Position annotation records
=====

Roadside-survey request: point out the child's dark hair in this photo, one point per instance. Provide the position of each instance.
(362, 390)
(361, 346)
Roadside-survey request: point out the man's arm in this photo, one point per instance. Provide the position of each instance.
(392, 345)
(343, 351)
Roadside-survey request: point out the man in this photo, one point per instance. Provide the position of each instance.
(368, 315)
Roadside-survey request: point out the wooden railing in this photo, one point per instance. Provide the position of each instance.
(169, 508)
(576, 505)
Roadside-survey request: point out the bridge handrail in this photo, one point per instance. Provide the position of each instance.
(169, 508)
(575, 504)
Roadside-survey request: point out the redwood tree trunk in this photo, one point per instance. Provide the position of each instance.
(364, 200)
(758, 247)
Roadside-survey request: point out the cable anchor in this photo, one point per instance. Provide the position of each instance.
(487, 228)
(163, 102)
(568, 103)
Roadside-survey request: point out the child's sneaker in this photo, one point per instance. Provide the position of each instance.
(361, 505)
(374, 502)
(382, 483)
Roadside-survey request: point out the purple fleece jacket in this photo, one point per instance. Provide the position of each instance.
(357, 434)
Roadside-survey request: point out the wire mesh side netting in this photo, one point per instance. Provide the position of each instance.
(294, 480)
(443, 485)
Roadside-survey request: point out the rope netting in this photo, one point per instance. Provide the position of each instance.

=====

» What to do
Copy the lines of the records from the one containing "Roadside-survey request: point out the redwood" through the end of the records, keeping every line as it stands.

» Result
Roadside-survey request: point out the redwood tree trunk in this photo, one point per instance. Provide the position of each instance.
(364, 200)
(758, 247)
Roadside-survey request: point out the cable anchor in this photo, one point per instance. Provide the position of each instance.
(487, 228)
(163, 102)
(568, 103)
Roadside-survey request: point out the child's sneaker in this photo, one point per instance. Provide the position of each instance.
(361, 505)
(374, 502)
(382, 483)
Roadside-survey request: point out the purple fleece jacket in this photo, one point per instance. Provide the position of each instance.
(357, 434)
Roadside-survey request: point out the wire mesh side netting in this photo, one point per instance. Provide the position of each instance.
(294, 480)
(443, 485)
Roadside-survey request: point out the rope netting in this photo, one point per instance. Provide the position of each instance.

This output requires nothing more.